• [Excerpts from location labeling data]:
▬▬▬
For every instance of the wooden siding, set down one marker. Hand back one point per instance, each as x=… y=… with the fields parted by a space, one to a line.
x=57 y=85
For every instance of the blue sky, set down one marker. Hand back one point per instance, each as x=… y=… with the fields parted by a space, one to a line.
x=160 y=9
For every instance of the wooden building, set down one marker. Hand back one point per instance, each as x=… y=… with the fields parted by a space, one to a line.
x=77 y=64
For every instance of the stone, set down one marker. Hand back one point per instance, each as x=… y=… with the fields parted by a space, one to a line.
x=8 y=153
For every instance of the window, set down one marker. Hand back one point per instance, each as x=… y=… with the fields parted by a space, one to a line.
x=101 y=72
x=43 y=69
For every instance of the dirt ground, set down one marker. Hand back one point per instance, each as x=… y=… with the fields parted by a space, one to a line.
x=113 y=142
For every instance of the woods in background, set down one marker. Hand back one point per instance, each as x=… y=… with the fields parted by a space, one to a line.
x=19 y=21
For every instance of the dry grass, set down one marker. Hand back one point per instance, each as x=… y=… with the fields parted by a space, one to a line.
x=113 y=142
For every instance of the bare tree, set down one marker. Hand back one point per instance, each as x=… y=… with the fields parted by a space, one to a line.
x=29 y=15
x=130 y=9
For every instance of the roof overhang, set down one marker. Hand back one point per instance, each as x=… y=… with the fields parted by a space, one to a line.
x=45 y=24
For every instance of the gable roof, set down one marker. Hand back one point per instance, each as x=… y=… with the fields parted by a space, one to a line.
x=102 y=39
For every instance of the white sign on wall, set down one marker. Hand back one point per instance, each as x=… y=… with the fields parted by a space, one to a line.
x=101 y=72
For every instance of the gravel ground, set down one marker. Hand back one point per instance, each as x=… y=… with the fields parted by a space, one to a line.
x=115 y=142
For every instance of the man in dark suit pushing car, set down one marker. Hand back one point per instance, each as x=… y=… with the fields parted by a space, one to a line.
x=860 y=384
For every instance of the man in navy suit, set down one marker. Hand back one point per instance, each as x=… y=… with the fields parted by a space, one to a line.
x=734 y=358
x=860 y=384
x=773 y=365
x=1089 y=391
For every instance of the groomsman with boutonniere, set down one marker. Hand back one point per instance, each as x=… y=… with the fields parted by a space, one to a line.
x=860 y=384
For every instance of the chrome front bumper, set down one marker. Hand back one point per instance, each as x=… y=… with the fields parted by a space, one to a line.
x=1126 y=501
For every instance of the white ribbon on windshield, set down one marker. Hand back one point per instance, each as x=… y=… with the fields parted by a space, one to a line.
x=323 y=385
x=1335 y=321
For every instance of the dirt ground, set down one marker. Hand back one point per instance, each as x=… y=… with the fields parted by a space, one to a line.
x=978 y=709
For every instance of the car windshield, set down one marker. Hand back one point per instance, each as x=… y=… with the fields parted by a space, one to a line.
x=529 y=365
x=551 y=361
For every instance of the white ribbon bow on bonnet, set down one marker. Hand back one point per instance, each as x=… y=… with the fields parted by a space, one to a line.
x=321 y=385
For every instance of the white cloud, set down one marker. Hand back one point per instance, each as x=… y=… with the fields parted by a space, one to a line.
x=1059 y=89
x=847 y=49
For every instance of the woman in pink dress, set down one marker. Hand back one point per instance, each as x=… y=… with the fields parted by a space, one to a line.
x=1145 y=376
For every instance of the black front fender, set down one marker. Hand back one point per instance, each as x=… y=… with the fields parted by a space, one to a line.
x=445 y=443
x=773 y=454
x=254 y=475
▬▬▬
• [Stated exercise]: Switch "bonnet" to "hood" in everything from the line containing "For every instance of the white ribbon bow" down to the line containing "x=321 y=385", and write those lines out again with nothing else changed.

• [Answer to this problem]:
For every instance of the white ribbon bow on hood, set down one marker. Hand back one point per instance, each as x=… y=… with the fields parted by a space, one to a line.
x=321 y=385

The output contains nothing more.